* **DOCUMENT EXCERPT**
-- Begin --

6

I'm struggling with the execution of a SPARQL query in Jena, with a resulting behaviour that I don't understand...

I'm trying to query the Esco ontology (https://ec.europa.eu/esco/download), and I'm using TDB to load the ontology and create the model (sorry if the terms I use are not accurate, I'm not very experienced).

My goal is to find a job position uri in the ontology that matches with the text I have previously extracted: ex: extracted term : "acuponcteur" -> label in ontology: "Acuponcteur"@fr -> uri: <http://ec.europa.eu/esco/occupation/14918>

What I call the "weird behaviour" is related to the results I'm getting (or not) when excuting queries, ie.:

When executing the following query :

PREFIX skos: <http://www.w3.org/2004/02/skos/core#> 
PREFIX esco: <http://ec.europa.eu/esco/model#>      
PREFIX rdf: <http://www.w3.org/1999/02/22-rdf-syntax-ns#>   
SELECT ?position    
WHERE {     
    ?s rdf:type esco:Occupation. 
    { ?position skos:prefLabel ?label. } 
    UNION 
    { ?position skos:altLabel ?label. } 
    FILTER (lcase(?label)= \"acuponcteur\"@fr ) 
}
LIMIT 10 

I get those results after 1 minute :

-----------------------------------------------
| position                                    |
===============================================
| <http://ec.europa.eu/esco/occupation/14918> |
| <http://ec.europa.eu/esco/occupation/14918> |
| <http://ec.europa.eu/esco/occupation/14918> |
| <http://ec.europa.eu/esco/occupation/14918> |
| <http://ec.europa.eu/esco/occupation/14918> |
| <http://ec.europa.eu/esco/occupation/14918> |
| <http://ec.europa.eu/esco/occupation/14918> |
| <http://ec.europa.eu/esco/occupation/14918> |
| <http://ec.europa.eu/esco/occupation/14918> |
| <http://ec.europa.eu/esco/occupation/14918> |
-----------------------------------------------

However, when I'm trying to add the DISTINCT keyword, thus :

PREFIX skos: <http://www.w3.org/2004/02/skos/core#> 
PREFIX esco: <http://ec.europa.eu/esco/model#>      
PREFIX rdf: <http://www.w3.org/1999/02/22-rdf-syntax-ns#>   
SELECT DISTINCT ?position   
WHERE {     
    ?s rdf:type esco:Occupation.

-- End --

* **THINGS TO DO**
**a.** Reproduce word for word the passage of the Jena SPARQL post that opens with the words containing "I'm struggling with" and closes with "not very experienced).".
**b.** Resume the Jena SPARQL post from the point where it stops, carrying it forward.

* **Collected data**
-- Begin --

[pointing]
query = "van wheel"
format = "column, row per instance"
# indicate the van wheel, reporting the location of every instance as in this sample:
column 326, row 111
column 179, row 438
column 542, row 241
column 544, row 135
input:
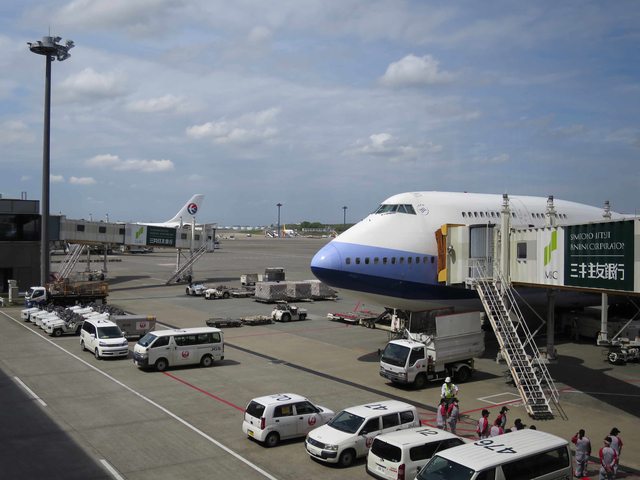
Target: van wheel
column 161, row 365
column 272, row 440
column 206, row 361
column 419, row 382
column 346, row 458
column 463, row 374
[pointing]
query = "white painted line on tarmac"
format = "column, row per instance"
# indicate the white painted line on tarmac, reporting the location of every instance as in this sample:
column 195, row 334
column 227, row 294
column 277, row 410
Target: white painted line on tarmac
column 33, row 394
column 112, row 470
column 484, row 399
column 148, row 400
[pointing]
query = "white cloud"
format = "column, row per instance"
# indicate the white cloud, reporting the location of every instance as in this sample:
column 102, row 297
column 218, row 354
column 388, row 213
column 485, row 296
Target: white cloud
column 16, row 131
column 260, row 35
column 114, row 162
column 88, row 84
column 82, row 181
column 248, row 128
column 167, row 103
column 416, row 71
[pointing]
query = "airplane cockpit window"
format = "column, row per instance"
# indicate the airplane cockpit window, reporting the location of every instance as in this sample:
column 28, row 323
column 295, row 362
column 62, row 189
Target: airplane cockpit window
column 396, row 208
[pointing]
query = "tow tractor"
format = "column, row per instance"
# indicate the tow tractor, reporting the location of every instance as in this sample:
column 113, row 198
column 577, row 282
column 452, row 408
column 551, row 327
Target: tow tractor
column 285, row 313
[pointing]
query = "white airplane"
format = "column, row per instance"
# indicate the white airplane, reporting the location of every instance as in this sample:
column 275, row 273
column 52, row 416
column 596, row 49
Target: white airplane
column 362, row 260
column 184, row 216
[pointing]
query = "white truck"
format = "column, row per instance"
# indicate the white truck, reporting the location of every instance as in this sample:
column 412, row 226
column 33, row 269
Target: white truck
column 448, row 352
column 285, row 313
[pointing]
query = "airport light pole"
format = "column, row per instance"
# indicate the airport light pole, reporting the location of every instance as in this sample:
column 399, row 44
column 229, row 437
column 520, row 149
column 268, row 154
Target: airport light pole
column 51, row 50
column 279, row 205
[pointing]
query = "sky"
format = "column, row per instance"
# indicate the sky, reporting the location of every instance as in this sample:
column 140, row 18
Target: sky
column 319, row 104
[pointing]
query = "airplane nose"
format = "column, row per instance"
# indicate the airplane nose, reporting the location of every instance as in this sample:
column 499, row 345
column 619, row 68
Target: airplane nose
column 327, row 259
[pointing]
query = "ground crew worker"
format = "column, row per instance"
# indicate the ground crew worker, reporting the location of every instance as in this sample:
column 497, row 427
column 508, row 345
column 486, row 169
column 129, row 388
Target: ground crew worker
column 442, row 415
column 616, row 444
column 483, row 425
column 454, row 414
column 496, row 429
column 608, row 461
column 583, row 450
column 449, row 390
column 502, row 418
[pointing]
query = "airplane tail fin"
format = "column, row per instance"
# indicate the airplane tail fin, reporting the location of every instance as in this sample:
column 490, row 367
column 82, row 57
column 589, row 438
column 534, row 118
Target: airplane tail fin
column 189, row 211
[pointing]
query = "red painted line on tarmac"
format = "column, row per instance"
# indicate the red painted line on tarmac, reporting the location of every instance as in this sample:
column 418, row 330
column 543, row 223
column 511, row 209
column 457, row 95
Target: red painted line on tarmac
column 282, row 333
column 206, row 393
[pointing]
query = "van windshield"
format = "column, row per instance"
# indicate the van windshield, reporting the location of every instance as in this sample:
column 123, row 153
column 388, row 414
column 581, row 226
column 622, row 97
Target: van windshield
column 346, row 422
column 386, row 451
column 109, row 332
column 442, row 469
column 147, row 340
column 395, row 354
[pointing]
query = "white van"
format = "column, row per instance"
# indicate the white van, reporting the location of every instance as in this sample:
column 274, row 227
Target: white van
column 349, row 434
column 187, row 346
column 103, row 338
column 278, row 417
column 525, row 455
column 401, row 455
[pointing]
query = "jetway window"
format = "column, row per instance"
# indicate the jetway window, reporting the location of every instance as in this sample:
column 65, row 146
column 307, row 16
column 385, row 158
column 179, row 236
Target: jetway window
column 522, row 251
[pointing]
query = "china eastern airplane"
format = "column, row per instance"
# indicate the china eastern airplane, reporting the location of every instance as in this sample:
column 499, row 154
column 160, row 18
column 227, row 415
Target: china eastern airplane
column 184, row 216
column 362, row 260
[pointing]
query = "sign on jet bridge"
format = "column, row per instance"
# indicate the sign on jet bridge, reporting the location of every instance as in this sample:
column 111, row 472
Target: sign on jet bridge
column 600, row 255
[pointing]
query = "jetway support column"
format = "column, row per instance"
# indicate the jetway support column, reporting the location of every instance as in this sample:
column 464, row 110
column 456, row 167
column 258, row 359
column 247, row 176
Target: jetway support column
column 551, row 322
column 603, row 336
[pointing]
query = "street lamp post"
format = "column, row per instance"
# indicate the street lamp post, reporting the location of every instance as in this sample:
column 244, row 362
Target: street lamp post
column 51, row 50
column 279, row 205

-- End --
-- Begin --

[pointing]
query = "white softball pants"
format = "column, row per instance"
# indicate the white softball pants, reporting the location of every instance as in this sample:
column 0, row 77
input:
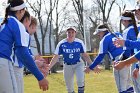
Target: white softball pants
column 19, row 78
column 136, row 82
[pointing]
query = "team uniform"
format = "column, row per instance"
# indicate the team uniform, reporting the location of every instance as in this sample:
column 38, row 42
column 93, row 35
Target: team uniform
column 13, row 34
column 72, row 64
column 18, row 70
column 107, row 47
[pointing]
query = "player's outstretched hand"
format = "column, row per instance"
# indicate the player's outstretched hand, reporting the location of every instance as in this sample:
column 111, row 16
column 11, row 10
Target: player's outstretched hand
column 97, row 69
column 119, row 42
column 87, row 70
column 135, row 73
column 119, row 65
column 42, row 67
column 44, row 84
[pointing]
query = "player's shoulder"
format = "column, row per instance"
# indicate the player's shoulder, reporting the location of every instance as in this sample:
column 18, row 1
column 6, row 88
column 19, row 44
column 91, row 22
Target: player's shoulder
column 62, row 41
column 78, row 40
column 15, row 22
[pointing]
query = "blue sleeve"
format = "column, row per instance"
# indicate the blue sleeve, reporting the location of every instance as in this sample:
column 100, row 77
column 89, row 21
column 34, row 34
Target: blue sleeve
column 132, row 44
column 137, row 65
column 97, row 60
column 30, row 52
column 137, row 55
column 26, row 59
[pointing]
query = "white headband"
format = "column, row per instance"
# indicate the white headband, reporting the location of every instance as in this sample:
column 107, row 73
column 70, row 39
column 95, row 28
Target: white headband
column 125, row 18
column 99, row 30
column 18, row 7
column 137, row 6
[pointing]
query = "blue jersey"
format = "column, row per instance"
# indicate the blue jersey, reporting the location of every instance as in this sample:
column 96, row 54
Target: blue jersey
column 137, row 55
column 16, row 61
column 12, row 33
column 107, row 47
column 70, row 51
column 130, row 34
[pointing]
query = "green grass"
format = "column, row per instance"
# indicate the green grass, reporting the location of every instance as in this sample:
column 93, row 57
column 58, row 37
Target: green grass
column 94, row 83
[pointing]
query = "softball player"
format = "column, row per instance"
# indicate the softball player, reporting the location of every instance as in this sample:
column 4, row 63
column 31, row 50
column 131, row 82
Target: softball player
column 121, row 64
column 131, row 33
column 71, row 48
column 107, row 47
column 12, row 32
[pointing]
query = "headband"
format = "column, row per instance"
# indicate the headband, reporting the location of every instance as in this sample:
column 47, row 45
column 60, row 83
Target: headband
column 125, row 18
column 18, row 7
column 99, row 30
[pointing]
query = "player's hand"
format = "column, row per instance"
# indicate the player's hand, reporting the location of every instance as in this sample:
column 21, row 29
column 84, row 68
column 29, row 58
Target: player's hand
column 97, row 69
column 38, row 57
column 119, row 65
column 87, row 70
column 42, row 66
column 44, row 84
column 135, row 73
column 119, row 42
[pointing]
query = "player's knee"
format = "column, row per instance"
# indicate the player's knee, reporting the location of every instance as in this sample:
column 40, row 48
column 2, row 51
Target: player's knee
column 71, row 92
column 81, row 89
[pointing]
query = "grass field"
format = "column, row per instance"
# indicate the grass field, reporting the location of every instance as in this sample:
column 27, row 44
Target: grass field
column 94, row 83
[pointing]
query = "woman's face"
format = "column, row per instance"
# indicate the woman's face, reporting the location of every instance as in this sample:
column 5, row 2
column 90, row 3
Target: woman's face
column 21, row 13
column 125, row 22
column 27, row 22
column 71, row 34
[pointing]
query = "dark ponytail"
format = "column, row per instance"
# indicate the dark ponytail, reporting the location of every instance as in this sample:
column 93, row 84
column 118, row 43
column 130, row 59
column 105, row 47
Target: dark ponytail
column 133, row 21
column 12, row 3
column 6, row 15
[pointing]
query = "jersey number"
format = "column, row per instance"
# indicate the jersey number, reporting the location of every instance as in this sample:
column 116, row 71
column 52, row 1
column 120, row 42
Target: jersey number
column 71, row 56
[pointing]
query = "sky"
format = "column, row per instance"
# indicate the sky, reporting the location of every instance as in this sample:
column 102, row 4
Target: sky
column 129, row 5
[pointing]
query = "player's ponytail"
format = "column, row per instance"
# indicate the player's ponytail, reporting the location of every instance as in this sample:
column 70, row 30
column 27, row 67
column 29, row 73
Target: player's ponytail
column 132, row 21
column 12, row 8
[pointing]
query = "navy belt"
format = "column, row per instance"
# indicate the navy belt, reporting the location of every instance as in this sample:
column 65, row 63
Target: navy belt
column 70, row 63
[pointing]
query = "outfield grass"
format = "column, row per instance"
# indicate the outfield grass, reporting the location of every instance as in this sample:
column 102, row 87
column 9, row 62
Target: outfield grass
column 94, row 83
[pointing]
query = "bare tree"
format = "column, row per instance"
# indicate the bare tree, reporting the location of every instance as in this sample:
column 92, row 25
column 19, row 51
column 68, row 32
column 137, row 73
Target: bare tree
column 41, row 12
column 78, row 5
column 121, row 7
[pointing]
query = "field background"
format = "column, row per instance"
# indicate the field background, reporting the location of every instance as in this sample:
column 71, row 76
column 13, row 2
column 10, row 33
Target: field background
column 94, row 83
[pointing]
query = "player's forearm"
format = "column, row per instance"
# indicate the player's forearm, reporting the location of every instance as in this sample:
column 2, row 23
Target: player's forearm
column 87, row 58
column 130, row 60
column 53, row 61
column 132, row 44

-- End --

* **ANSWERS TO THE EXERCISES**
**a.**
I'm struggling with the execution of a SPARQL query in Jena, with a resulting behaviour that I don't understand...

I'm trying to query the Esco ontology (https://ec.europa.eu/esco/download), and I'm using TDB to load the ontology and create the model (sorry if the terms I use are not accurate, I'm not very experienced).

**b.**
    { ?position skos:prefLabel ?label. } 
    UNION 
    { ?position skos:altLabel ?label. } 
    FILTER (lcase(?label)= \"acuponcteur\"@fr ) 
}
LIMIT 10 

it seems like the query keeps running forever (i stopped the execution after 20 minutes waiting...)

I get the same behaviour when executing the same query as the first one (thus without DISTINCT), with another label to match, a label that I'm sure is not in the ontology. While expecting empty result, it (seems like it) keeps running and i have to kill it after a while (once again, i waited 20 minutes to the most) :

PREFIX skos: <http://www.w3.org/2004/02/skos/core#> 
PREFIX esco: <http://ec.europa.eu/esco/model#>      
PREFIX rdf: <http://www.w3.org/1999/02/22-rdf-syntax-ns#>   
SELECT ?position    
WHERE {     
    ?s rdf:type esco:Occupation. 
    { ?position skos:prefLabel ?label. } 
    UNION 
    { ?position skos:altLabel ?label. } 
    FILTER (lcase(?label)= \"assistante scolaire\"@fr ) 
}
LIMIT 10 

May it be a problem in the code I'm running? There it is:

public static void main(String[] args) {

    // Make a TDB-backed dataset
    String directory = "data/testtdb" ;
    Dataset dataset = TDBFactory.createDataset(directory) ;

    // transaction (protects a TDB dataset against data corruption, unexpected process termination and system crashes)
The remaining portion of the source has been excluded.